While the grass is growing, the horse is starving

Dear Editor,

  We are about over a year into the COVID-19 pandemic. The impact of this disease on our island nation has been nothing short of disastrous. The impact has meant 2,134 confirmed infected cases with 27 deaths. Thousands have been pushed into poverty. Equivalently, thousands of jobs have been lost. This can be clearly reflected in the claim of the Minister of Finance, indication of the severe increase in income assistance requests, the drastic increase in the requests for social welfare, and the tens of thousands receiving food aid by the various food aid agencies such as the Red Cross and K1 Britannia and civic and church organizations providing food for persons. The absence of these food programs and social assistance would have led to many being placed into acute hunger.

  Besides the immediate impact smack in our faces from this disease, the COVID-19 pandemic has laid before us all long-lasting scars for us to bear for many years to come. Closed and/or partially-opened schools has halted children’s physical mobility and socialization. The collapse of many small businesses and lost jobs has led to the depletion of savings and assets, which thereby enhanced debt accumulation that has stunted investment and necessary social spending in the economy.

  The social and economic burn from COVID-19 has descended down and spread through the working class and poor of this community like wildfire. The pain of this pandemic is layered on some infectious social and economic burdens that had already been eating away at the quality of life and the standard of living in St. Maarten.

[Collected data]
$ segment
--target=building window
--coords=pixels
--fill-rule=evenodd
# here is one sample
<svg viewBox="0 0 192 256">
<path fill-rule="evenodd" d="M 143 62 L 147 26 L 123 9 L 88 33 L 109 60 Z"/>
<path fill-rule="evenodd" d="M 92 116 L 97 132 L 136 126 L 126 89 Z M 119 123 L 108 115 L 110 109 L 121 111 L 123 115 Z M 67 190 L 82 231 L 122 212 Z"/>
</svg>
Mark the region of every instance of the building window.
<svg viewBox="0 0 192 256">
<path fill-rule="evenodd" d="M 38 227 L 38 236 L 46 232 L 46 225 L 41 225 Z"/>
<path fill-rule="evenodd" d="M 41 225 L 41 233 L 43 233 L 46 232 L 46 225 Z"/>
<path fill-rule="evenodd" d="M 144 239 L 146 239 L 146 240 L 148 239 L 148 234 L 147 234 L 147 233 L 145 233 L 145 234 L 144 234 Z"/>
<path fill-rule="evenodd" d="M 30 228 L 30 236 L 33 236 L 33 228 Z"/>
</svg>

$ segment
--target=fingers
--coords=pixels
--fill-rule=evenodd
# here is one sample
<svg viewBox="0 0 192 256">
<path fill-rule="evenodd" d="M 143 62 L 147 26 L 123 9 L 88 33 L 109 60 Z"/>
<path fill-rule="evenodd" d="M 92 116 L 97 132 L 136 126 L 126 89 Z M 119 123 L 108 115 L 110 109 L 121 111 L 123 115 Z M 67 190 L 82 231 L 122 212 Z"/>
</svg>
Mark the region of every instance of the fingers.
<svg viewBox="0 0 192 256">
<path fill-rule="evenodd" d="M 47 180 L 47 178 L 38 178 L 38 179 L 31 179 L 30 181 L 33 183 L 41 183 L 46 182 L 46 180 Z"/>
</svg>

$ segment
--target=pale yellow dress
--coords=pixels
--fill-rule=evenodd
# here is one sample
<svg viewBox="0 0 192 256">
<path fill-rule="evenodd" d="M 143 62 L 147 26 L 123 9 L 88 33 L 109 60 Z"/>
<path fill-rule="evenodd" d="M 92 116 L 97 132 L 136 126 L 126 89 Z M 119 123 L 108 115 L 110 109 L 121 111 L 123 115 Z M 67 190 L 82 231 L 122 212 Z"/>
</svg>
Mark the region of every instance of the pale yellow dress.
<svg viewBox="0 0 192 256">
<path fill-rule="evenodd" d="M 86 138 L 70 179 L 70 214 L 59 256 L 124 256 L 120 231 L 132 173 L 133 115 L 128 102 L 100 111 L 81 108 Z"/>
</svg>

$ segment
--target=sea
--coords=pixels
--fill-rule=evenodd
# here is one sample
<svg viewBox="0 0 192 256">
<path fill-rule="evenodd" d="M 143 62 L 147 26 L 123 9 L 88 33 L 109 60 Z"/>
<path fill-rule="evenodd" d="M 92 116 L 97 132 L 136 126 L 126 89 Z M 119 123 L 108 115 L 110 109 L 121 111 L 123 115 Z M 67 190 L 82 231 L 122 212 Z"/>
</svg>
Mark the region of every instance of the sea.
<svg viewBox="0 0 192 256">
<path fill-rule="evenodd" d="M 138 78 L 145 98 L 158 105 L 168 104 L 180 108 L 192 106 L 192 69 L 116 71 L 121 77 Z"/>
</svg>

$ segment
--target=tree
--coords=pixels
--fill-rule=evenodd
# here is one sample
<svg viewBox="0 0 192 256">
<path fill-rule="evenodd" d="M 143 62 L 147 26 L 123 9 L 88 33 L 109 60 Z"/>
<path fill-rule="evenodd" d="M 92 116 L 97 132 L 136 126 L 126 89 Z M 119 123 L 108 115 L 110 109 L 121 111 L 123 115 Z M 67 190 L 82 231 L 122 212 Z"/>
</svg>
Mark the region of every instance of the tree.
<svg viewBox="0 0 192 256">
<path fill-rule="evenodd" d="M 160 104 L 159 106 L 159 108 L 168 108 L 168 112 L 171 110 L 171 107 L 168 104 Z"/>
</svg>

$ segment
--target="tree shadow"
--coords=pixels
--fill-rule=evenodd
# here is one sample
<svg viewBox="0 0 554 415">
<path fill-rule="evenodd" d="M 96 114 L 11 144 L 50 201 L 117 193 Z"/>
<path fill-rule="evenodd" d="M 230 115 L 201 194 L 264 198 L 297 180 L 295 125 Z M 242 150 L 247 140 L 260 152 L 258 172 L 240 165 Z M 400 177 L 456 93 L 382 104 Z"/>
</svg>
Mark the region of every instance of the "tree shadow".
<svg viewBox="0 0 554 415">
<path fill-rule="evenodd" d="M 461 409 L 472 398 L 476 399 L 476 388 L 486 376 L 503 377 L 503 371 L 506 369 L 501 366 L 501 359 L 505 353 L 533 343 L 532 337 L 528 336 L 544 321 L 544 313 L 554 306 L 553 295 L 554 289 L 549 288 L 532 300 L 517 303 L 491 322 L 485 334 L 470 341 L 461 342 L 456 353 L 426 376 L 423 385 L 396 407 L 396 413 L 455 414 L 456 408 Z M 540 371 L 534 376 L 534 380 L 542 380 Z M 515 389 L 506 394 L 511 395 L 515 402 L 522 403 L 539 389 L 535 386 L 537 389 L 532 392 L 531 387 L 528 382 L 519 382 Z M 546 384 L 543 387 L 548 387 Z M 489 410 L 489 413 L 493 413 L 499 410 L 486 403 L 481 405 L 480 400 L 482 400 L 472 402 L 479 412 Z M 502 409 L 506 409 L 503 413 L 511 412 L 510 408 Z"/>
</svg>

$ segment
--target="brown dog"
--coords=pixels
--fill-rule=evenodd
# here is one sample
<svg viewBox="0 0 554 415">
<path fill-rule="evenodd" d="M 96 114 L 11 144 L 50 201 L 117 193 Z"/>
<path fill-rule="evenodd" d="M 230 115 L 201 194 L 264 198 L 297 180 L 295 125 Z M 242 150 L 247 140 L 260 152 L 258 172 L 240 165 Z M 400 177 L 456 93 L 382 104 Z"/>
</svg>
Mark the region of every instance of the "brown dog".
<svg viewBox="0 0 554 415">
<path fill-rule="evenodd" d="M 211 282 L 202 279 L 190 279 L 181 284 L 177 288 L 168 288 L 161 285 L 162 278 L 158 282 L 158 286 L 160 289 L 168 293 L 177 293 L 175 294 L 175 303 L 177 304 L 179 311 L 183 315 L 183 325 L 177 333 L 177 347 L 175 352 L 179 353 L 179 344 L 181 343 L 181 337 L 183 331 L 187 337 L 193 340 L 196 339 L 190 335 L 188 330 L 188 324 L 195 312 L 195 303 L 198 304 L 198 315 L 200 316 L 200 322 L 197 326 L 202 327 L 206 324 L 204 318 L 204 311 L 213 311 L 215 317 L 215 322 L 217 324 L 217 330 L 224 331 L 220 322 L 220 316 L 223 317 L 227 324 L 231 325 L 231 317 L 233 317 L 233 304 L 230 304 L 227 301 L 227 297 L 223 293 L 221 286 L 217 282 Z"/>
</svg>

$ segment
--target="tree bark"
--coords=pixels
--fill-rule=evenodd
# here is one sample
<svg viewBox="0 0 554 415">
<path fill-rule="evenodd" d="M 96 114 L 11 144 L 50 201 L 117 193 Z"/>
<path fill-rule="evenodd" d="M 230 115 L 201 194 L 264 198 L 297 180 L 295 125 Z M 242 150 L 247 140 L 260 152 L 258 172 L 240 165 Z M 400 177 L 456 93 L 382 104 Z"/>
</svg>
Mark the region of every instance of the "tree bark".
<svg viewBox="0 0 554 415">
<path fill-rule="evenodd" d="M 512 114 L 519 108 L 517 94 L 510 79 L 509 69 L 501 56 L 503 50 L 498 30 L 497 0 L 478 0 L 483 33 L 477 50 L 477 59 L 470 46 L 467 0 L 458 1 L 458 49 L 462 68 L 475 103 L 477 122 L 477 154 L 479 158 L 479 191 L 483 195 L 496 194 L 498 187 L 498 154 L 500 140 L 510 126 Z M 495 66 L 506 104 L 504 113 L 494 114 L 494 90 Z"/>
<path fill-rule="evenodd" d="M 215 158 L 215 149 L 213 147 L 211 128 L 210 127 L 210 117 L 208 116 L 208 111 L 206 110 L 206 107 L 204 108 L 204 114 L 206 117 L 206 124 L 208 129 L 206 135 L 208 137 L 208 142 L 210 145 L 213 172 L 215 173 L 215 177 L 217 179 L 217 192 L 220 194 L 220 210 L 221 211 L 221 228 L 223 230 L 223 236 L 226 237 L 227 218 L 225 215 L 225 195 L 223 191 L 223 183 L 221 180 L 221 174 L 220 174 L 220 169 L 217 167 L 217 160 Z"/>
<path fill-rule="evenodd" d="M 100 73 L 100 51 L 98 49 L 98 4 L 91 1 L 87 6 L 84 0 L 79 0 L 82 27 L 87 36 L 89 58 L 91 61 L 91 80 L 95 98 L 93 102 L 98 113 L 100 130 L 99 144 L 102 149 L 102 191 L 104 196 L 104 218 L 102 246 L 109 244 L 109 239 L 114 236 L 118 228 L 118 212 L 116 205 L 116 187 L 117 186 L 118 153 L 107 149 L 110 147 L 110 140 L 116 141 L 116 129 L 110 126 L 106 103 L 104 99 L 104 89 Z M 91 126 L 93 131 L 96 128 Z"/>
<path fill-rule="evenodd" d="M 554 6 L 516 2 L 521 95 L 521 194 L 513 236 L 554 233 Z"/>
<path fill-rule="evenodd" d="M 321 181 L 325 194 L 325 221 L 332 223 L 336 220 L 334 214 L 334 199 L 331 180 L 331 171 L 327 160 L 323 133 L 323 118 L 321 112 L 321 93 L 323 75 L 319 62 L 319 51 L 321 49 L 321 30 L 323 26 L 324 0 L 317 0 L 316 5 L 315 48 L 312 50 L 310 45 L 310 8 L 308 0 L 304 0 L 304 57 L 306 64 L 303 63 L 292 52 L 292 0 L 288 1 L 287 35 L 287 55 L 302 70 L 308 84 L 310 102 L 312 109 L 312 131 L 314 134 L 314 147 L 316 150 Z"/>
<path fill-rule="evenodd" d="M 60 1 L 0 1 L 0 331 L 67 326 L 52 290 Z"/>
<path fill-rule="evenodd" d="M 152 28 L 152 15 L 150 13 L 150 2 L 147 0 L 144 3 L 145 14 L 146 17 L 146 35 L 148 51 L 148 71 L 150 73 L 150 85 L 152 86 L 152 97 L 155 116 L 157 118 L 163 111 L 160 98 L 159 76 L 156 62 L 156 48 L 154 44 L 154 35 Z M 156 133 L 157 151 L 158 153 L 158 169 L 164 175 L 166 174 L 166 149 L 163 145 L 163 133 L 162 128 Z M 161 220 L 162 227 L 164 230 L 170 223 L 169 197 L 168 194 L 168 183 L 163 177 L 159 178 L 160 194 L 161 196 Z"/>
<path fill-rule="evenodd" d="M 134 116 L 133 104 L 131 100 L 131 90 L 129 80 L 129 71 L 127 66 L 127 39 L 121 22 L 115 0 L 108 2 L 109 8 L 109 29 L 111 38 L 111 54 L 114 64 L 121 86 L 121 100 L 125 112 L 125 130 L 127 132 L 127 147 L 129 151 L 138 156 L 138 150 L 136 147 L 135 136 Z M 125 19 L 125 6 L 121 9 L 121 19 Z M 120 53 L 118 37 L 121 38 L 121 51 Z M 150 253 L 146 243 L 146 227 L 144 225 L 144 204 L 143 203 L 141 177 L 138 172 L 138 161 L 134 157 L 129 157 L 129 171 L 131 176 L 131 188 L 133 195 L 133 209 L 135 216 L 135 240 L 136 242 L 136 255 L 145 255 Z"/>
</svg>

◆ LIST OF TASKS:
- a) Answer the following questions using the COVID-19 letter above, one line each:
(i) How many confirmed infected cases does it report?
(ii) What have closed and/or partially-opened schools halted?
(iii) Which community does its final sentence name?
- b) List every agency or type of organization that the COVID-19 letter above names as providing food aid.

◆ SOLUTIONS TO THE TASKS:
- a)
(i) 2,134
(ii) Children’s physical mobility and socialization
(iii) St. Maarten

- b)
The Red Cross
K1 Britannia
Civic organizations
Church organizations